◆ Required action
Recast every line of the records below as a numbered list, leaving out blank lines and the pictures.
== Information shown ==
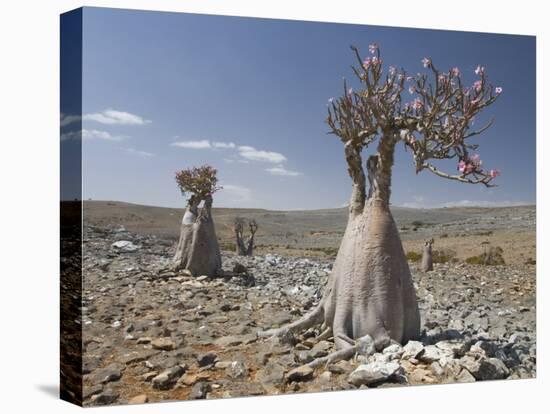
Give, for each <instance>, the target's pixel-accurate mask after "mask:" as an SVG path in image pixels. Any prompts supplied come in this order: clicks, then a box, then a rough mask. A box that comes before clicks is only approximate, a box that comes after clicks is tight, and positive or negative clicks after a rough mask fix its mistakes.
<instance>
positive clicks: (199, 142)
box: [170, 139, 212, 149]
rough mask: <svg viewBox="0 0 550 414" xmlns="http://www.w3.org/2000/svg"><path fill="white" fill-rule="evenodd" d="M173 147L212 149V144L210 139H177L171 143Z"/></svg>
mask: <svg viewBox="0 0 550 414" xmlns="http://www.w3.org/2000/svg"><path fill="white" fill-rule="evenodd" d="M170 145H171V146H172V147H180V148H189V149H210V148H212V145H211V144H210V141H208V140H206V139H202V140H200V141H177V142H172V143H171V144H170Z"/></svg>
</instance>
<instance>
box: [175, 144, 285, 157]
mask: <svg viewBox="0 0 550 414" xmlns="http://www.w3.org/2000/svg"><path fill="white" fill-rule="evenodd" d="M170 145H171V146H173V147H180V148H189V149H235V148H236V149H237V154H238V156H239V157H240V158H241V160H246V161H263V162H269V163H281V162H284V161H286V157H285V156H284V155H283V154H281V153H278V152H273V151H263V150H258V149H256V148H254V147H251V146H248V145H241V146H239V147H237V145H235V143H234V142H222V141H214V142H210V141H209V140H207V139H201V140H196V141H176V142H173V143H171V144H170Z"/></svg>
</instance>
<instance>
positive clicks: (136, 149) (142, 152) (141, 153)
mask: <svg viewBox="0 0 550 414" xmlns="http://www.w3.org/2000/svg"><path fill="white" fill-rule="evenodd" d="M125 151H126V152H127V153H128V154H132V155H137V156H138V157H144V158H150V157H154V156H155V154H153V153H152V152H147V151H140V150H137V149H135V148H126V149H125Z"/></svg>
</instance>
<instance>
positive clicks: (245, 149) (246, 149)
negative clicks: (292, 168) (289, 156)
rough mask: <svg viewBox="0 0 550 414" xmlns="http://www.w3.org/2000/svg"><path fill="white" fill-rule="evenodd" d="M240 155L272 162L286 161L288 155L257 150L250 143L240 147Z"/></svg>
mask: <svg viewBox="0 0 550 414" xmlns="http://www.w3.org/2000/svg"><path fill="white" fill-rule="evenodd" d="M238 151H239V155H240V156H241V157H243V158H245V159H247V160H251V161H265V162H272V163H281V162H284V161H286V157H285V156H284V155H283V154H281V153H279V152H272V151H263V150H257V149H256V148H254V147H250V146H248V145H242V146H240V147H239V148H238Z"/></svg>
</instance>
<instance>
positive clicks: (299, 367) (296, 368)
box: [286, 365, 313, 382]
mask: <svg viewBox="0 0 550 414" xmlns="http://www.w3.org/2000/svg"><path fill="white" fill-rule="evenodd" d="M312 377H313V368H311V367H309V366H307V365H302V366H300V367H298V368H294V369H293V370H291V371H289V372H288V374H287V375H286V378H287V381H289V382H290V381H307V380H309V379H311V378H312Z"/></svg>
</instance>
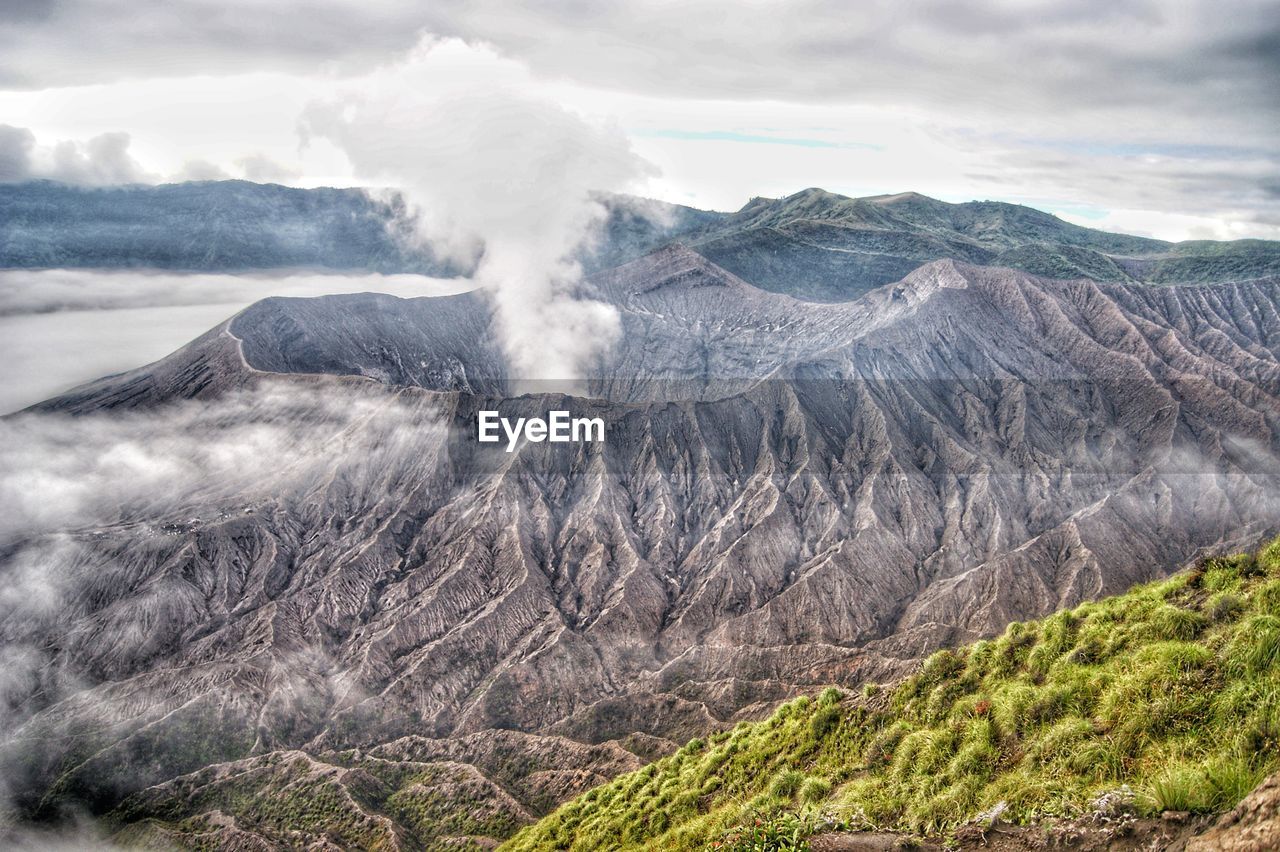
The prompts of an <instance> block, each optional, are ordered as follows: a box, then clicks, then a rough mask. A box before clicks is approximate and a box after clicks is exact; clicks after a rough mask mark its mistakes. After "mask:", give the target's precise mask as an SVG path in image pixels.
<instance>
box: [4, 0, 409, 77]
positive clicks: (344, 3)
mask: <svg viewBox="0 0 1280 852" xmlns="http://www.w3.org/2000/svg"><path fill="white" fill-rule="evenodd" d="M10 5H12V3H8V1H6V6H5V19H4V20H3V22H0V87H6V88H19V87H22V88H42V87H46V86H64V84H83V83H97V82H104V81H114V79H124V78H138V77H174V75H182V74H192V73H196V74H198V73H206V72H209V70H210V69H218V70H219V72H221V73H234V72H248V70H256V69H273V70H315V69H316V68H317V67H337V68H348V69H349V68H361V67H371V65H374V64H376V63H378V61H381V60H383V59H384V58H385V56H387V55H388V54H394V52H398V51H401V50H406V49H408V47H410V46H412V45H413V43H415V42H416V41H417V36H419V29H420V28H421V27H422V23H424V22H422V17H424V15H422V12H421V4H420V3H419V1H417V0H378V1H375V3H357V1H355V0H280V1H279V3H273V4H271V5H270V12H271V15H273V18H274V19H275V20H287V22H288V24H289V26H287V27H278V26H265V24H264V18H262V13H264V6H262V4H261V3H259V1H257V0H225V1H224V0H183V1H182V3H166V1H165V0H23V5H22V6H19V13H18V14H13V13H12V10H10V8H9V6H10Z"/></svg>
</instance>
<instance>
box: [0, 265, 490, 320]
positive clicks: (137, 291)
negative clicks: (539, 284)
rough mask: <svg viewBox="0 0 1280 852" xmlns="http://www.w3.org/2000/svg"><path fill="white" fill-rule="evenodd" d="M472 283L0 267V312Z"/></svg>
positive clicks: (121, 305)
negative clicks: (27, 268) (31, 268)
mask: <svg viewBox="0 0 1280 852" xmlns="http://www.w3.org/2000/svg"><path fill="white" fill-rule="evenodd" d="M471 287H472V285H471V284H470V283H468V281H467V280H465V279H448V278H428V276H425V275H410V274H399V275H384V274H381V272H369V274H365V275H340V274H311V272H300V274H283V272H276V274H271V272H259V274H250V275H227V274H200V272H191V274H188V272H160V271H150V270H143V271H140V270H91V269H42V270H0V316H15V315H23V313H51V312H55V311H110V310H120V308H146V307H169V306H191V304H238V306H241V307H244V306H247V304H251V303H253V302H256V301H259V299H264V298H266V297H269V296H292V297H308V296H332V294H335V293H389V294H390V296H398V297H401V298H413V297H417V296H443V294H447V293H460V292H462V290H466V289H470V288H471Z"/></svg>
===
◆ Result of the exercise
1. Give, for each <instance>, the target's pixel-accurate mask after "mask:" as an SVG path in image pixels. Any prompts supplied come in this order: clicks, then a box, then a rough mask. A box that comes before clicks is only approximate, a box that comes after clicks is tight, and positive or negative clicks after a rough mask fix its mistakes.
2. <instance>
3. positive clicks: (199, 142)
4. box: [170, 139, 212, 149]
5. rough mask: <svg viewBox="0 0 550 414" xmlns="http://www.w3.org/2000/svg"><path fill="white" fill-rule="evenodd" d="M173 147L212 149V144L210 139H177L171 143Z"/></svg>
6. mask: <svg viewBox="0 0 550 414" xmlns="http://www.w3.org/2000/svg"><path fill="white" fill-rule="evenodd" d="M170 145H171V146H172V147H180V148H189V149H210V148H212V145H211V144H210V141H208V140H206V139H202V140H200V141H177V142H172V143H171V144H170Z"/></svg>
7. </instance>
8. <instance>
9. box: [175, 144, 285, 157]
10. mask: <svg viewBox="0 0 550 414" xmlns="http://www.w3.org/2000/svg"><path fill="white" fill-rule="evenodd" d="M170 145H171V146H173V147H180V148H189V149H235V148H236V149H237V154H238V156H239V157H240V158H241V160H246V161H263V162H269V163H281V162H284V161H286V157H285V156H284V155H283V154H281V153H278V152H273V151H263V150H258V149H256V148H254V147H251V146H248V145H241V146H239V147H237V145H235V143H234V142H222V141H214V142H210V141H209V140H207V139H201V140H196V141H176V142H173V143H171V144H170Z"/></svg>
11. </instance>
12. <instance>
13. positive clicks: (136, 149) (142, 152) (141, 153)
14. mask: <svg viewBox="0 0 550 414" xmlns="http://www.w3.org/2000/svg"><path fill="white" fill-rule="evenodd" d="M125 151H126V152H127V153H128V154H132V155H137V156H138V157H144V158H150V157H154V156H155V154H153V153H152V152H147V151H140V150H137V149H135V148H126V149H125Z"/></svg>
15. </instance>
16. <instance>
17. positive clicks: (245, 149) (246, 149)
18. negative clicks: (292, 168) (289, 156)
19. rough mask: <svg viewBox="0 0 550 414" xmlns="http://www.w3.org/2000/svg"><path fill="white" fill-rule="evenodd" d="M240 155L272 162L286 161L288 155L257 150L250 143L240 147Z"/></svg>
20. mask: <svg viewBox="0 0 550 414" xmlns="http://www.w3.org/2000/svg"><path fill="white" fill-rule="evenodd" d="M238 151H239V155H240V156H241V157H243V158H245V159H247V160H251V161H265V162H272V163H281V162H284V161H286V157H285V156H284V155H283V154H281V153H279V152H272V151H263V150H257V149H256V148H254V147H250V146H248V145H242V146H240V147H239V148H238Z"/></svg>
21. </instance>
22. <instance>
23. positive clicks: (299, 367) (296, 368)
24. box: [286, 365, 313, 382]
25. mask: <svg viewBox="0 0 550 414" xmlns="http://www.w3.org/2000/svg"><path fill="white" fill-rule="evenodd" d="M312 377H313V368H311V367H309V366H307V365H302V366H300V367H298V368H294V369H293V370H291V371H289V372H288V374H287V375H286V378H287V381H289V382H290V381H307V380H309V379H311V378H312Z"/></svg>
26. </instance>
27. The prompts of an <instance> block, each optional, are ordered as follows: a box, then clicks, then a rough mask. A box before clicks is approximate and a box after clicks is exact; clicks after a rough mask mark its mistakes. After "mask:", give the target's precise mask as an SVG path in image pixels.
28. <instance>
29. box: [4, 0, 409, 77]
30. positive clicks: (344, 3)
31. mask: <svg viewBox="0 0 1280 852" xmlns="http://www.w3.org/2000/svg"><path fill="white" fill-rule="evenodd" d="M10 5H12V3H8V1H6V6H5V19H4V20H3V22H0V87H6V88H19V87H22V88H42V87H46V86H64V84H83V83H97V82H104V81H114V79H124V78H138V77H174V75H182V74H192V73H196V74H198V73H206V72H209V70H210V69H218V70H219V72H221V73H234V72H248V70H256V69H273V70H315V69H316V68H317V67H337V68H348V69H349V68H361V67H371V65H374V64H376V63H378V61H381V60H383V59H384V58H385V56H387V55H388V54H394V52H398V51H401V50H406V49H408V47H410V46H412V45H413V43H415V42H416V41H417V36H419V29H420V28H421V27H422V23H424V22H422V17H424V15H422V12H421V4H420V3H419V1H417V0H378V1H375V3H357V1H355V0H280V1H279V3H273V4H271V5H270V12H271V15H273V18H274V19H275V20H287V22H288V24H289V26H287V27H278V26H265V24H264V18H262V13H264V6H262V4H261V3H259V1H257V0H225V1H224V0H183V1H182V3H166V1H165V0H23V5H22V6H19V13H18V14H13V13H12V10H10V8H9V6H10Z"/></svg>
32. </instance>
33. <instance>
34. box: [0, 265, 490, 320]
35. positive clicks: (137, 291)
36. negative clicks: (539, 284)
37. rough mask: <svg viewBox="0 0 1280 852" xmlns="http://www.w3.org/2000/svg"><path fill="white" fill-rule="evenodd" d="M472 283L0 267V312Z"/></svg>
38. positive clicks: (121, 305)
39. negative clicks: (27, 268) (31, 268)
40. mask: <svg viewBox="0 0 1280 852" xmlns="http://www.w3.org/2000/svg"><path fill="white" fill-rule="evenodd" d="M471 287H472V285H471V284H470V283H468V281H467V280H465V279H448V278H428V276H425V275H410V274H399V275H384V274H381V272H369V274H365V275H340V274H311V272H300V274H283V272H276V274H271V272H259V274H250V275H227V274H200V272H191V274H188V272H160V271H150V270H143V271H140V270H91V269H42V270H0V316H15V315H23V313H51V312H55V311H110V310H120V308H146V307H169V306H191V304H238V306H241V307H244V306H247V304H251V303H253V302H256V301H259V299H264V298H266V297H269V296H292V297H308V296H332V294H335V293H389V294H390V296H398V297H401V298H413V297H417V296H443V294H447V293H460V292H462V290H466V289H470V288H471Z"/></svg>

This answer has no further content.